BEGIN Material for this task
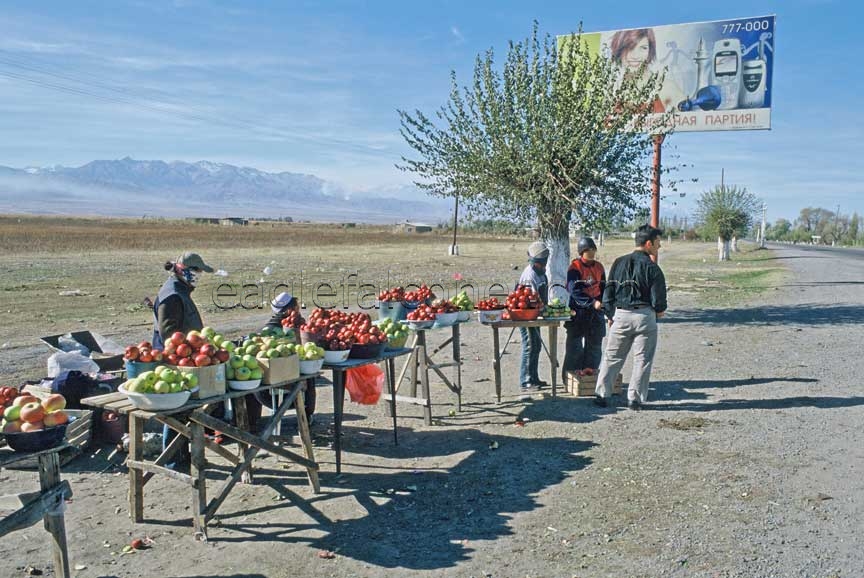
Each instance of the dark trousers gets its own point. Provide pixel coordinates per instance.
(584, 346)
END Material for this task
BEGIN Material for this task
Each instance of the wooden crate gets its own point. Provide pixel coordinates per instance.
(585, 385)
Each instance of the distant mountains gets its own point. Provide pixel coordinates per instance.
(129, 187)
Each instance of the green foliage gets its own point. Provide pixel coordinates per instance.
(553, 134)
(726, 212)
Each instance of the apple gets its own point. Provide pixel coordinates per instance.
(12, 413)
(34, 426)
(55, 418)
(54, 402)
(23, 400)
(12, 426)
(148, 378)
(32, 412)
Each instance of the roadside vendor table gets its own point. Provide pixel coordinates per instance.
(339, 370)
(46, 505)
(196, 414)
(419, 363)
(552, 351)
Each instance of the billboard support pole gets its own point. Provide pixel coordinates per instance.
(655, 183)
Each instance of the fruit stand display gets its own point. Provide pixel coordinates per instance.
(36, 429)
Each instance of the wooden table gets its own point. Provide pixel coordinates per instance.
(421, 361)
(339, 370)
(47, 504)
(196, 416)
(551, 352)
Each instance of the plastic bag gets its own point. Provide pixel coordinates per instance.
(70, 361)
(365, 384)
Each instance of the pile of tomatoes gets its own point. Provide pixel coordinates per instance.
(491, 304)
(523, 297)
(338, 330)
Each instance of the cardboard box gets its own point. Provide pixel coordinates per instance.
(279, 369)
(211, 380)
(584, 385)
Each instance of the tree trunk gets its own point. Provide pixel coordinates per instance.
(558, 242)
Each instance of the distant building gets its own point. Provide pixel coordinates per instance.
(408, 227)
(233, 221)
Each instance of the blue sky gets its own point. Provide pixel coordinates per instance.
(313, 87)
END Material for this task
Count the lines in the records above that contain the word "wooden" and give only that number.

= Written response =
2